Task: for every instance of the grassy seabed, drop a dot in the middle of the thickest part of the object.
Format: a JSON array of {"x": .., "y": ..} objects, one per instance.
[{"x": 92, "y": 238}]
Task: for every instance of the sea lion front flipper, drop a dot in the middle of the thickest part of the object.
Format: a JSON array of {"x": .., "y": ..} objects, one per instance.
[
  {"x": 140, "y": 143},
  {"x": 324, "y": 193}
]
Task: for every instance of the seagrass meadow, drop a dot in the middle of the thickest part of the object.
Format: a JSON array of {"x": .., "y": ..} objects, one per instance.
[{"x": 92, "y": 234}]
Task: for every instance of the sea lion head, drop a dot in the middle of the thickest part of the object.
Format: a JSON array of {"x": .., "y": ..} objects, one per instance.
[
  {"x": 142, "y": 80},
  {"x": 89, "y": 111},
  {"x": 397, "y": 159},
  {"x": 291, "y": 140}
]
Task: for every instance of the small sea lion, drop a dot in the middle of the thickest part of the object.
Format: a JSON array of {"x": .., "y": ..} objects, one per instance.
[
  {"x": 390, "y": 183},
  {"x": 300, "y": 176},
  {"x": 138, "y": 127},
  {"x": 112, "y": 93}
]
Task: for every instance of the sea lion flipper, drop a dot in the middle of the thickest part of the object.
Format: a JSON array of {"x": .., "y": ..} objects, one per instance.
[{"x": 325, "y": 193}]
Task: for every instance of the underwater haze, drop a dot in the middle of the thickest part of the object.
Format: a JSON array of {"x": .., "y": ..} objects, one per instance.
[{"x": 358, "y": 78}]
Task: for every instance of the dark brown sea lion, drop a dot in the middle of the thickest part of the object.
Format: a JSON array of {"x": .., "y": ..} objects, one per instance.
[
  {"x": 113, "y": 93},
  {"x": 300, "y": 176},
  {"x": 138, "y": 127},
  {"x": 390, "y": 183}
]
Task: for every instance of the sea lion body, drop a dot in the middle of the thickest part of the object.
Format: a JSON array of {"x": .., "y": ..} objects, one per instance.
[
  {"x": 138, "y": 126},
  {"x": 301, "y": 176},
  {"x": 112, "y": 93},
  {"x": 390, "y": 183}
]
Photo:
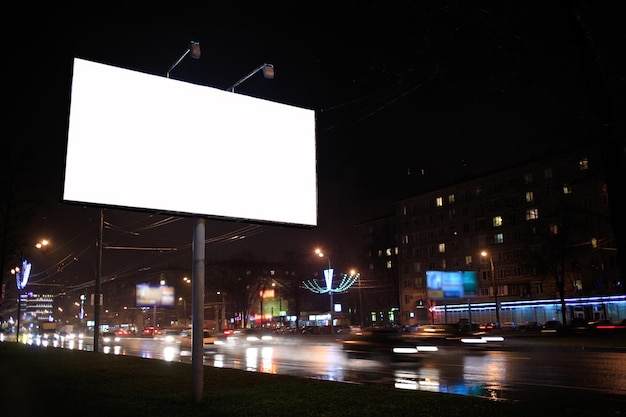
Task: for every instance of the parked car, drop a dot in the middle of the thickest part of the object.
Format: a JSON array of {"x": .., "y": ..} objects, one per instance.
[{"x": 385, "y": 344}]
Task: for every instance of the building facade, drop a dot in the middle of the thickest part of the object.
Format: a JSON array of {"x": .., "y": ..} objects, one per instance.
[{"x": 538, "y": 236}]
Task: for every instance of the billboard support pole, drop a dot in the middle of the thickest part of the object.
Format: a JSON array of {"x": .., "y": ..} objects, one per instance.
[
  {"x": 96, "y": 295},
  {"x": 197, "y": 314}
]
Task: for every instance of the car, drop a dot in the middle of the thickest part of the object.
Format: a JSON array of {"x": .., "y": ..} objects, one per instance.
[
  {"x": 456, "y": 335},
  {"x": 122, "y": 332},
  {"x": 552, "y": 326},
  {"x": 109, "y": 338},
  {"x": 530, "y": 326},
  {"x": 208, "y": 340},
  {"x": 151, "y": 331},
  {"x": 246, "y": 337},
  {"x": 384, "y": 344}
]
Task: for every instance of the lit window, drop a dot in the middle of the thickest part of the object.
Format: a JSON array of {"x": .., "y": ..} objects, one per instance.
[
  {"x": 529, "y": 197},
  {"x": 528, "y": 178},
  {"x": 532, "y": 214},
  {"x": 547, "y": 173}
]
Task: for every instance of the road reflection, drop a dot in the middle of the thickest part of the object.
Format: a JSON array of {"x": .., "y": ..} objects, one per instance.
[{"x": 497, "y": 375}]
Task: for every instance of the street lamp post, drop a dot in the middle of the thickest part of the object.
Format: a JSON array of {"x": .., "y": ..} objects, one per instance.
[
  {"x": 328, "y": 275},
  {"x": 484, "y": 254},
  {"x": 22, "y": 274}
]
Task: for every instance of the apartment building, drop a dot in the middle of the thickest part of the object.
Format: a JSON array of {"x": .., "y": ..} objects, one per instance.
[{"x": 538, "y": 237}]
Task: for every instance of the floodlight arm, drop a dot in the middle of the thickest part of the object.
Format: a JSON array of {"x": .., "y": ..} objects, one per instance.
[
  {"x": 194, "y": 49},
  {"x": 268, "y": 72}
]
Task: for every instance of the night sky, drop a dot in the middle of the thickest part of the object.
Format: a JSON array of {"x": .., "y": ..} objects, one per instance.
[{"x": 450, "y": 89}]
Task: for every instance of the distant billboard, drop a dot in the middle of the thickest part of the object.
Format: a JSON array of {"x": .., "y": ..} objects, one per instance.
[
  {"x": 442, "y": 285},
  {"x": 152, "y": 295},
  {"x": 142, "y": 141}
]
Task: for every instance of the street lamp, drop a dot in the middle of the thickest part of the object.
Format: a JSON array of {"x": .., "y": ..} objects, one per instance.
[
  {"x": 193, "y": 49},
  {"x": 199, "y": 251},
  {"x": 268, "y": 73},
  {"x": 484, "y": 254},
  {"x": 21, "y": 278},
  {"x": 328, "y": 276}
]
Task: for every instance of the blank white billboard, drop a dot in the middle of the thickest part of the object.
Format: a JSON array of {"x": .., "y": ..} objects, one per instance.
[{"x": 142, "y": 141}]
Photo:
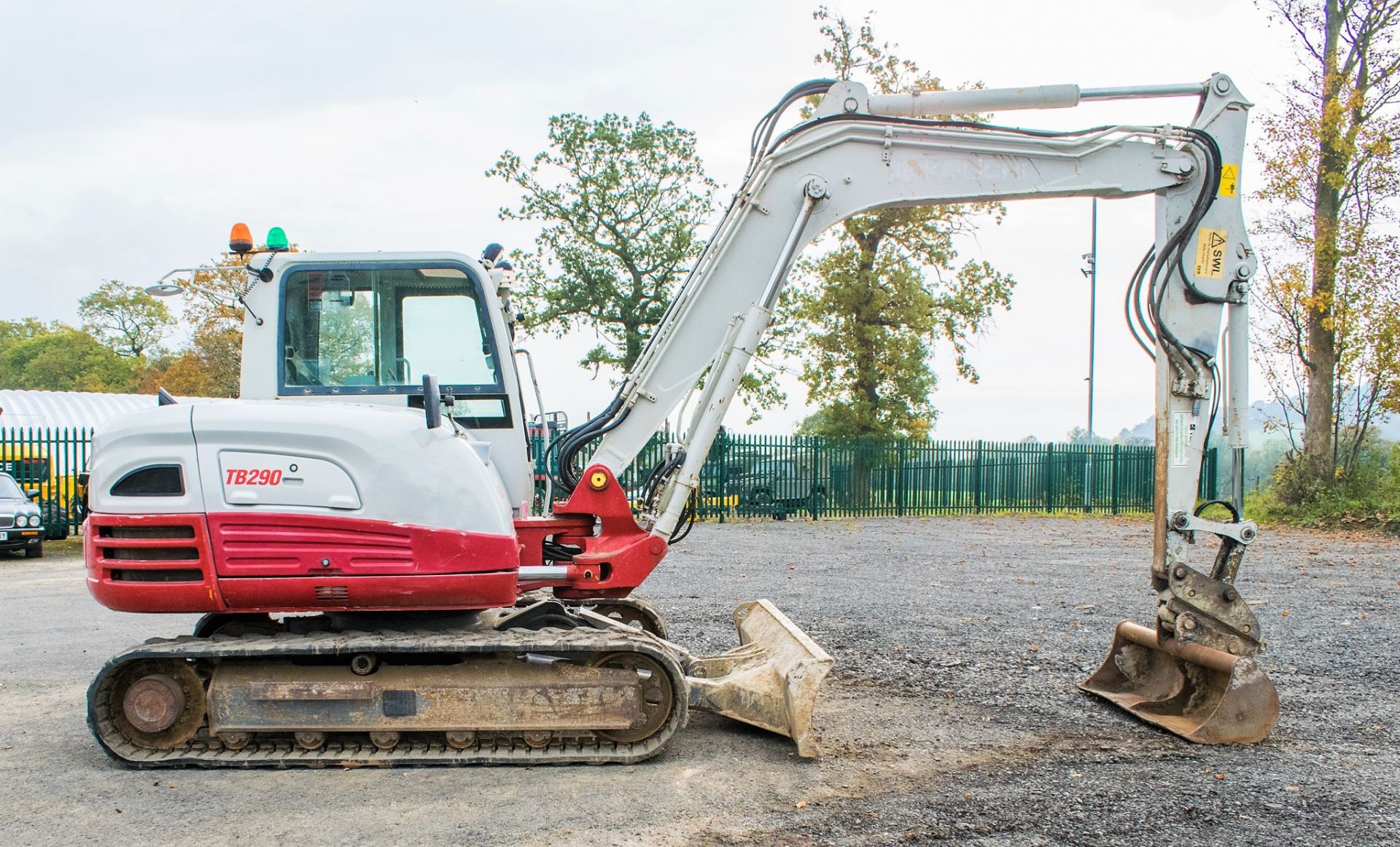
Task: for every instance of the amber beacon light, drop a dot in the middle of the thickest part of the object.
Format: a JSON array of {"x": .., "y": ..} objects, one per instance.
[{"x": 240, "y": 240}]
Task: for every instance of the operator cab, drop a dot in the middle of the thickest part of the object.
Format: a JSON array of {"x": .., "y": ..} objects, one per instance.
[
  {"x": 380, "y": 328},
  {"x": 368, "y": 328}
]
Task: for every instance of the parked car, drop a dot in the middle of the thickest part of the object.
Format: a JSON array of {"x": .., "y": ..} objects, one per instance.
[
  {"x": 21, "y": 521},
  {"x": 776, "y": 488}
]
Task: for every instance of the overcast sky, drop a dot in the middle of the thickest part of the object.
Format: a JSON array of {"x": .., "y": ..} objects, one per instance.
[{"x": 133, "y": 135}]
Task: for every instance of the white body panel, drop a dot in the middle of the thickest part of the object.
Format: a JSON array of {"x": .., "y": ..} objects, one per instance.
[{"x": 349, "y": 459}]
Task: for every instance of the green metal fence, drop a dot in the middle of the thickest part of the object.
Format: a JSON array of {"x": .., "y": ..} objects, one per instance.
[
  {"x": 780, "y": 475},
  {"x": 48, "y": 459},
  {"x": 794, "y": 475}
]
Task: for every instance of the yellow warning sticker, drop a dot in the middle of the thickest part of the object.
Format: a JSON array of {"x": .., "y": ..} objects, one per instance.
[
  {"x": 1229, "y": 181},
  {"x": 1210, "y": 254}
]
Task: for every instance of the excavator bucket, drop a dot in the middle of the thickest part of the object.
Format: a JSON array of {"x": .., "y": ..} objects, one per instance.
[
  {"x": 1200, "y": 693},
  {"x": 769, "y": 681}
]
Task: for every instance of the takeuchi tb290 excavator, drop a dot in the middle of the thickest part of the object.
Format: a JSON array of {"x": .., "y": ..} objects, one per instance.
[{"x": 357, "y": 527}]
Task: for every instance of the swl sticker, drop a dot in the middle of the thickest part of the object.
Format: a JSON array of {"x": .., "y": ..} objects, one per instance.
[{"x": 1210, "y": 254}]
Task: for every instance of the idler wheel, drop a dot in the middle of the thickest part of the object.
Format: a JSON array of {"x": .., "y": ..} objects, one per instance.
[
  {"x": 385, "y": 741},
  {"x": 158, "y": 705},
  {"x": 236, "y": 741},
  {"x": 153, "y": 703},
  {"x": 658, "y": 699}
]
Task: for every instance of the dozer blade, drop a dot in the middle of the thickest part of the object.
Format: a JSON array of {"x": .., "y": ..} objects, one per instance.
[
  {"x": 769, "y": 681},
  {"x": 1200, "y": 693}
]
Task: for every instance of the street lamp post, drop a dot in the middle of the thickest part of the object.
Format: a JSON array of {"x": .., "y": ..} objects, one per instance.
[{"x": 1092, "y": 272}]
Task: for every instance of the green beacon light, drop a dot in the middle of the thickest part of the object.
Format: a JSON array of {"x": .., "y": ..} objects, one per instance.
[{"x": 278, "y": 240}]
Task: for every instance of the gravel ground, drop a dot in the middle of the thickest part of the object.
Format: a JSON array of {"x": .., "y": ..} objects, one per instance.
[{"x": 951, "y": 713}]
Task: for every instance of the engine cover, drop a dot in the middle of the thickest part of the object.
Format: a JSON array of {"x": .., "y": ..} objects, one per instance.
[{"x": 280, "y": 506}]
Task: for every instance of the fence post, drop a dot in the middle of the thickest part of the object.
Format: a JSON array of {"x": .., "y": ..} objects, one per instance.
[
  {"x": 723, "y": 493},
  {"x": 899, "y": 477},
  {"x": 978, "y": 489},
  {"x": 1113, "y": 497}
]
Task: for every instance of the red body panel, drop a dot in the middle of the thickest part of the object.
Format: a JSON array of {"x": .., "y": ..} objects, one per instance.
[
  {"x": 295, "y": 545},
  {"x": 272, "y": 563},
  {"x": 268, "y": 562}
]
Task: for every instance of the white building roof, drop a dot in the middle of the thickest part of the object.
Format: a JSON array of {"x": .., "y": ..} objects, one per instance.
[{"x": 58, "y": 409}]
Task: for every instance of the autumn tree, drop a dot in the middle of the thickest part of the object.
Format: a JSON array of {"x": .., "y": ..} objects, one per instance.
[
  {"x": 125, "y": 318},
  {"x": 1329, "y": 301},
  {"x": 621, "y": 202},
  {"x": 210, "y": 364},
  {"x": 59, "y": 357},
  {"x": 868, "y": 311}
]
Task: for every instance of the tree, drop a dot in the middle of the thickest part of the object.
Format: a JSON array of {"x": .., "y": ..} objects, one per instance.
[
  {"x": 208, "y": 369},
  {"x": 868, "y": 311},
  {"x": 125, "y": 318},
  {"x": 65, "y": 359},
  {"x": 1330, "y": 300},
  {"x": 621, "y": 202}
]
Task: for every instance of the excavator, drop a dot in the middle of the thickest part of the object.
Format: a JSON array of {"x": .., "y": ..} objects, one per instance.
[{"x": 357, "y": 528}]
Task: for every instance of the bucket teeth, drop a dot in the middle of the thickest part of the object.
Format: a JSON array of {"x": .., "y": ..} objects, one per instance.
[
  {"x": 1200, "y": 693},
  {"x": 769, "y": 681}
]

• Set exercise
Copy only the stretch running from the line containing "Task: for every instance of the autumn" to the final line of the entries, both ends included, exactly as it stands.

• Result of the exercise
Task: for every instance of the autumn tree, drop a dot in the middle of the thickest part of the object.
Format: a JSON array of {"x": .., "y": ..} objects, one per instance.
[
  {"x": 125, "y": 318},
  {"x": 1329, "y": 301},
  {"x": 621, "y": 202},
  {"x": 210, "y": 364},
  {"x": 59, "y": 357},
  {"x": 868, "y": 311}
]
Task: for every instance of the tree, drop a dot in the middle of the thickest part of the object.
Format: a JSON array of {"x": .., "y": ..} objects, one per instance.
[
  {"x": 208, "y": 369},
  {"x": 868, "y": 311},
  {"x": 125, "y": 318},
  {"x": 65, "y": 359},
  {"x": 1330, "y": 300},
  {"x": 621, "y": 202}
]
Task: for every instance of the excavator, drop a dot in the middle of the thickest part of the object.
Format: a JSON array of {"x": .., "y": ..} objects, one per instance.
[{"x": 357, "y": 528}]
Task: for every instance of the bucket teeth, drop a dot in the middle of the thickest part of the object.
Format: a JSON array of {"x": .., "y": ..} objects, one per instance.
[
  {"x": 1200, "y": 693},
  {"x": 769, "y": 681}
]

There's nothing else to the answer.